**Data excerpts:**
*****

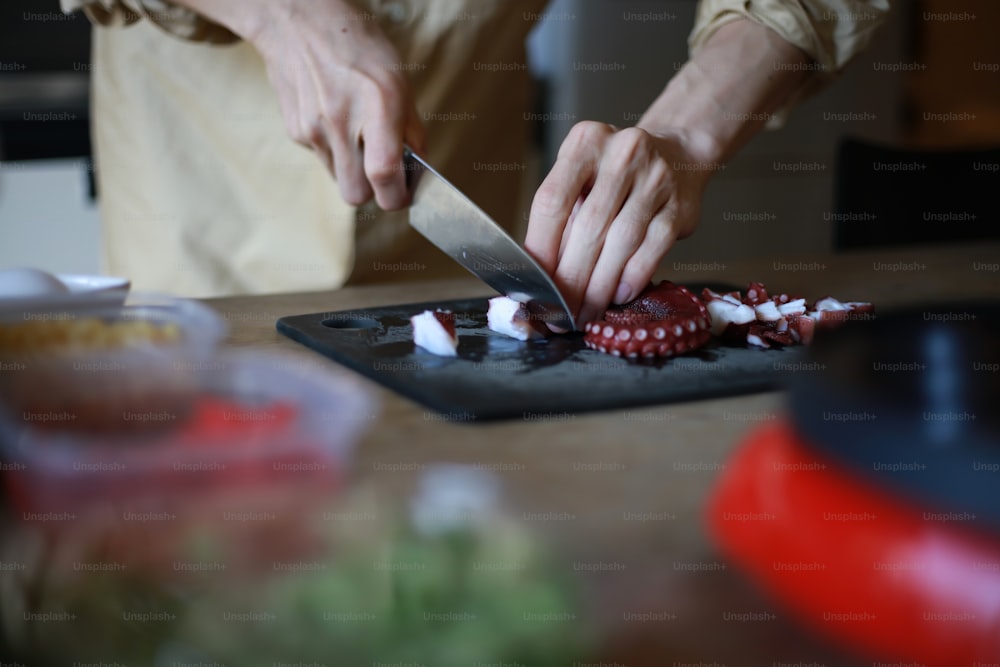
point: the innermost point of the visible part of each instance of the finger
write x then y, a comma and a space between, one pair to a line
608, 282
415, 135
572, 174
589, 231
661, 234
348, 163
383, 160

*****

**Written request:** Extract every line of text from the items above without changing a word, and leave the pictures out.

**The response:**
point: the innermost point of the visible part of each instance of the finger
write x then y, a comma and a space between, one pair to a line
608, 282
415, 135
572, 174
589, 231
661, 234
348, 163
383, 160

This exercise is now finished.